-------- EXTRACT TO READ

The new helicopter, designated the Bell 209, was designed to carry 7.62mm miniguns or a grenade launcher in a chin-mounted turret, as well as rockets or missiles on small wings affixed to the fuselage. A crew of two sat in a tandem configuration with gunner in the front and pilot in the rear that made for a very narrow profile when seen head-on, making it more difficult to hit from the ground as as the helicopter bore down on its target. In 1967, the Army adopted the 209, now with a traditional fixed landing skid rather than the original retractable gear, as the AH-1 Cobra. Cobras were in the air over Vietnam by the summer of 1967, and saw action during the Tet Offensive of 1968 and throughout the rest of the war. In addition to their combat support roles, Cobras teamed with Hughes OH-6 Cayuse light observation helicopters to form hunter-killer teams and provided support during the rescue of downed pilots.
It is difficult to overstate the effectiveness of the Cobra as a dedicated attack helicopter, and it has proven so useful that its basic design was modified into more powerful versions with the addition of a second engine. The resulting Bell AH-1J SeaCobra and Bell AH-1W SuperCobra, as well as the latest version, the Bell AH-1Z Viper, form the backbone of the US Marine Corps attack helicopter fleet and will continue to do so for quite some time. Older AH-1 Cobras also remain in service with export countries, and two Firewatch Cobras serve the US Forest Service by using infrared sensors and cameras to support firefighters on the ground.
September 5, 1936 – Beryl Markham completes the first solo westward crossing of the Atlantic Ocean by a woman pilot. Born in England, Markham became one of the first African bush pilots, flying as a game spotter for hunters on safari. Her transatlantic crossing began on September 4 and was planned from Dublin to New York City; however, poor weather forced her down in New Brunswick, Canada. Still, she completed the crossing, which is more difficult than going eastward since the pilot has to fly against the prevailing winds. Markham’s memoir West with the Night chronicles this flight, as well as other flying adventures she undertook. Markham died in 1986 at age 83.

----------------
-------- DATA EXTRACT

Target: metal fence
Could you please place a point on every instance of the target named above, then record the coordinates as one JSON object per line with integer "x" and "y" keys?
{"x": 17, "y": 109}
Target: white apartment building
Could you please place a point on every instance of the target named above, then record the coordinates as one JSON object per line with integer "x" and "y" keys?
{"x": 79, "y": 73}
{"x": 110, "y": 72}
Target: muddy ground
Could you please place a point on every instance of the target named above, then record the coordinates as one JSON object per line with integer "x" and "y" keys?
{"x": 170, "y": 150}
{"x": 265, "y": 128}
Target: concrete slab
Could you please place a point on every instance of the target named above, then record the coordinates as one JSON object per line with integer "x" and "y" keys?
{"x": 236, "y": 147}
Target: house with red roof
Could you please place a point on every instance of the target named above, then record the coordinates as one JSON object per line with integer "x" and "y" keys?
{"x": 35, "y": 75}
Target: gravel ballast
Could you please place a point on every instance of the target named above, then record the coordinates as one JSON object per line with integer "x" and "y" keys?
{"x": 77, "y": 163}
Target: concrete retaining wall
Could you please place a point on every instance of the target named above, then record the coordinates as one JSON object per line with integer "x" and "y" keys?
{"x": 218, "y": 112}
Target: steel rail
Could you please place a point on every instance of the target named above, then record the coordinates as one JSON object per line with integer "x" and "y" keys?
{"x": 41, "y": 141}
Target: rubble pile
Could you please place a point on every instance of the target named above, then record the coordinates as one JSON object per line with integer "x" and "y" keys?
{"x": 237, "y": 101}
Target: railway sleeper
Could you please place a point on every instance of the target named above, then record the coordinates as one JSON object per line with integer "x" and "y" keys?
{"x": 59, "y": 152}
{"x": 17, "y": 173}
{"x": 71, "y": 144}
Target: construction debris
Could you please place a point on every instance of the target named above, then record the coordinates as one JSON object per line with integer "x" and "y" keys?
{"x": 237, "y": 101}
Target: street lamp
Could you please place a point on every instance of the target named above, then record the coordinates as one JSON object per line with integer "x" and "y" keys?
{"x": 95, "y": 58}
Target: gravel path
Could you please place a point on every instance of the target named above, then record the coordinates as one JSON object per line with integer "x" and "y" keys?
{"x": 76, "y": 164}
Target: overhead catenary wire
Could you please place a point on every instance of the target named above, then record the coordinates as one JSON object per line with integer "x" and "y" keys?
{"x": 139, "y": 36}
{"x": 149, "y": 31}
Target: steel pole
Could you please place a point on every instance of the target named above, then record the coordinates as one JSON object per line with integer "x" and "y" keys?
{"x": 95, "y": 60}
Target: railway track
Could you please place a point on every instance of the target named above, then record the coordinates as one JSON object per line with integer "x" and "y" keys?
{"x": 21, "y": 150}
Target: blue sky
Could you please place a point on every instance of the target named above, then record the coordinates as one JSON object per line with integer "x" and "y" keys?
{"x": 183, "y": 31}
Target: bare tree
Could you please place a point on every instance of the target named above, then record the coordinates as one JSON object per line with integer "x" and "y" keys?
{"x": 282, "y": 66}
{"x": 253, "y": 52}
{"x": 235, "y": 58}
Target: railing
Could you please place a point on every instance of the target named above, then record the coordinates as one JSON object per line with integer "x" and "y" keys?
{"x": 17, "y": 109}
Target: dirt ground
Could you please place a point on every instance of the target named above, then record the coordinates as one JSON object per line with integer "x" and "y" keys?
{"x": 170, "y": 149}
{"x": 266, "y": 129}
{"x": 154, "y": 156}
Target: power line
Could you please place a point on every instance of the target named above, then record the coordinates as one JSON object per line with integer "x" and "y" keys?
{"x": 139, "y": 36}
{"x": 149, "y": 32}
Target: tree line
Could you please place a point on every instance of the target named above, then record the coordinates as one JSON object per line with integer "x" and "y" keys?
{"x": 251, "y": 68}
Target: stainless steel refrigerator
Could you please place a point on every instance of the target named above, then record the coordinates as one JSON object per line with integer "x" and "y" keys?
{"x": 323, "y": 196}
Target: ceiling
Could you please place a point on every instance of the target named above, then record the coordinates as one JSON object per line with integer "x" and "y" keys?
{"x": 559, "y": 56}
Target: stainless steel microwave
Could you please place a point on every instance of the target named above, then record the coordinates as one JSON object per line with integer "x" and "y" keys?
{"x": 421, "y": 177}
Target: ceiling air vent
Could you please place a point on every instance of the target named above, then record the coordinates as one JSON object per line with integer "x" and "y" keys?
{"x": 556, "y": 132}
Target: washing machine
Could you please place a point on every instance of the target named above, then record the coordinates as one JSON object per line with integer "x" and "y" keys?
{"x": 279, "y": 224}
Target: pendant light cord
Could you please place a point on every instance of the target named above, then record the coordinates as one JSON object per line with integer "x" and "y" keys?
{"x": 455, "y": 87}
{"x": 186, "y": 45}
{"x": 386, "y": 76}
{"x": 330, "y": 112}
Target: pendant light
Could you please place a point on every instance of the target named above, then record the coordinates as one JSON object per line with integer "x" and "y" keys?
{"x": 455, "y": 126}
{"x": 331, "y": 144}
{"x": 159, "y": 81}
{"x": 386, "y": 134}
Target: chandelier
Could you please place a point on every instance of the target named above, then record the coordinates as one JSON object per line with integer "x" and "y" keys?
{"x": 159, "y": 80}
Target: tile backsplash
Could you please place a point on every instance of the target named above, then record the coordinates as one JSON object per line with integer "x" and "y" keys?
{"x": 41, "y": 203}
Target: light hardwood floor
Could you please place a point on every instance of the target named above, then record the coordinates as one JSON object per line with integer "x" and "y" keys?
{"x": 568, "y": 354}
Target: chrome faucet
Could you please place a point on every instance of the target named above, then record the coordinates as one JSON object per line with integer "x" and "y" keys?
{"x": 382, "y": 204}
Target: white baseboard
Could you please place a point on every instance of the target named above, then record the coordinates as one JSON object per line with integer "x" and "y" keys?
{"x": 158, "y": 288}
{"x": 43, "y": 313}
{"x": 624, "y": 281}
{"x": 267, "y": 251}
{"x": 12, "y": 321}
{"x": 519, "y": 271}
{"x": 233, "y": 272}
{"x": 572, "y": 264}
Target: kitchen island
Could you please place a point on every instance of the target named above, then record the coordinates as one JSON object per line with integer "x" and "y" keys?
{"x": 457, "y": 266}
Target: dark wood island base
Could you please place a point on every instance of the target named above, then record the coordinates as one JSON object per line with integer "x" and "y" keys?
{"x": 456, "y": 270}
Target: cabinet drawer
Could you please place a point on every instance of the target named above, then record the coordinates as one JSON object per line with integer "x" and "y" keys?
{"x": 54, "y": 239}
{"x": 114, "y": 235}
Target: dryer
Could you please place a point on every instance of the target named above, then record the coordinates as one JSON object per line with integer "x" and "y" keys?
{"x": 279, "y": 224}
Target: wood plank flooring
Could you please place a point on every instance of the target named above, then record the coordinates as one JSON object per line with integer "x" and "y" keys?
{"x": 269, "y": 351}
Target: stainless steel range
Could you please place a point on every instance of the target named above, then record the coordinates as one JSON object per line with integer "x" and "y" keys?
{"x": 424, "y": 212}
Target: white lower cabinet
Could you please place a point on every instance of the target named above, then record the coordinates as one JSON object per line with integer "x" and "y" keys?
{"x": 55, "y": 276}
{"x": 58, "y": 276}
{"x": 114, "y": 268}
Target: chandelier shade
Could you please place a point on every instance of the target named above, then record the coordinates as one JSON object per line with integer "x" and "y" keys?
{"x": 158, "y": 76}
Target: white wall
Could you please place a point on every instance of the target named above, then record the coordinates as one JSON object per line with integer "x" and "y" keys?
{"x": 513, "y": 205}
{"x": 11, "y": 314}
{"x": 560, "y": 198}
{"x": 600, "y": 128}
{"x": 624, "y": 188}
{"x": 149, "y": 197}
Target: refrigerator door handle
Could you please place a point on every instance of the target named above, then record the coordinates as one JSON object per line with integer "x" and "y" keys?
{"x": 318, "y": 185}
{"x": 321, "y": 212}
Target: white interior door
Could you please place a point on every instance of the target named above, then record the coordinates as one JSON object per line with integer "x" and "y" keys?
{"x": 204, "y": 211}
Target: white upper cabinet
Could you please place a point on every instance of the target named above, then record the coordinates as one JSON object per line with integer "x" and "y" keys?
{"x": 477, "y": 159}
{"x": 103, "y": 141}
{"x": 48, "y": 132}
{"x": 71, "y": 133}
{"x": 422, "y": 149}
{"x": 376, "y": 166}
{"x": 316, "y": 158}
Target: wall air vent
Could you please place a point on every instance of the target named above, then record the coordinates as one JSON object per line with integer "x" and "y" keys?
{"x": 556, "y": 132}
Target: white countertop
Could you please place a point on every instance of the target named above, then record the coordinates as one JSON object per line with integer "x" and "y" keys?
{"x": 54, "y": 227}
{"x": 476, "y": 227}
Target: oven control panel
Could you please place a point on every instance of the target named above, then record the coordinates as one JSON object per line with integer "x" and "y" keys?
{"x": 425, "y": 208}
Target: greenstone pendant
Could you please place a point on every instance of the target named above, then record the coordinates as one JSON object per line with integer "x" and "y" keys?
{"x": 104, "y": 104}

----------------

▶ LIST OF TASKS
A. According to the aviation history passage, what was the Bell 209 called once the Army adopted it in 1967?
B. Resume the aviation history passage after its final sentence.
The rows have no connection to the aviation history passage.

▶ SOLVED PROBLEMS
A. The AH-1 Cobra.

B.
September 5, 1982 – The death of Douglas Bader, a WWII RAF fighter ace credited with 22 confirmed kills, four shared victories and 11 damaged enemy aircraft. In 1931, Bader lost both legs, one above and one below the knee, in an aerobatic crash, but after his recovery he rejoined the RAF following the start of WWII. Bader scored victories in the skies over Dunkirk and later took part in the Battle of Britain. In August of 1941, Bader bailed out of his stricken fighter over France and was captured. However, despite his disability, he made so many escape attempts that his jailers threatened to confiscate his prosthetic legs. He was then held at Colditz Castle, where he remained imprisoned until the end of the war. Following the war, Bader continued flying until poor health forced him to quit in 1979. For his war service, Bader was awarded the Order of the British Empire, the Distinguished Service Order and Distinguished Flying Cross.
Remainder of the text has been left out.